**Problem statement:**
Reproduce everything from the line containing "Exercise. For every instance of the racket handle" down to the line containing "[(111, 241)]", both included and with the requests kept. Multiply each point coordinate in the answers by 0.75, rounding to whole numbers with halves rounded up, while leaving the requests and their sample coordinates unchanged, and give only those lines.

•••

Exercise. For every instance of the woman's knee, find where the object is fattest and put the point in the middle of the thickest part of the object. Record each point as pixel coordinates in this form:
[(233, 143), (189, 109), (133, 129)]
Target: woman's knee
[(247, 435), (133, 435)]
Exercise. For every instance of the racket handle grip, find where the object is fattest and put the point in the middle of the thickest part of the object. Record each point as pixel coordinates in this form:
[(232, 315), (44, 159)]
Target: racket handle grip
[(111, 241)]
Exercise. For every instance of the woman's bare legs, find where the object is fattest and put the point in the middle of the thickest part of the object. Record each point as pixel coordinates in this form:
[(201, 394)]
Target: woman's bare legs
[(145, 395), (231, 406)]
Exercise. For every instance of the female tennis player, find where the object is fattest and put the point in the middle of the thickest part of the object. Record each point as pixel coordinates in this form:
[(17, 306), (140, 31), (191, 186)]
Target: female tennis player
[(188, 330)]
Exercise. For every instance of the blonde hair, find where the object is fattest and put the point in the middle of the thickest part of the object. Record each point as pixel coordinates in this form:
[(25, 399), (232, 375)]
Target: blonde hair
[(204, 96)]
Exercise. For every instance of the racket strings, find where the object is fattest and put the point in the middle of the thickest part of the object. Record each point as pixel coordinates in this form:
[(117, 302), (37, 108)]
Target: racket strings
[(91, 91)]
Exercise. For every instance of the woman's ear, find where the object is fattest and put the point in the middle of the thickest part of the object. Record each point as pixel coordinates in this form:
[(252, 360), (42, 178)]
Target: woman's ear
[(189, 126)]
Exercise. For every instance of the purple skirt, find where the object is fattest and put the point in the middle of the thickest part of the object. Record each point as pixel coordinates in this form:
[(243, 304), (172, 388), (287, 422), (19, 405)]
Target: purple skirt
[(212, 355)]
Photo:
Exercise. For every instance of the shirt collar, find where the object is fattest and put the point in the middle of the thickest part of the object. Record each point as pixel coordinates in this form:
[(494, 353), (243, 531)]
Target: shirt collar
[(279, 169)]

•••

**Expected output:**
Exercise. For every instance of the racket handle grip, find where the object is fattest and put the point in the middle of the thickest part of the object. Record each point as pixel coordinates in this form:
[(232, 315), (44, 159)]
Target: racket handle grip
[(83, 181)]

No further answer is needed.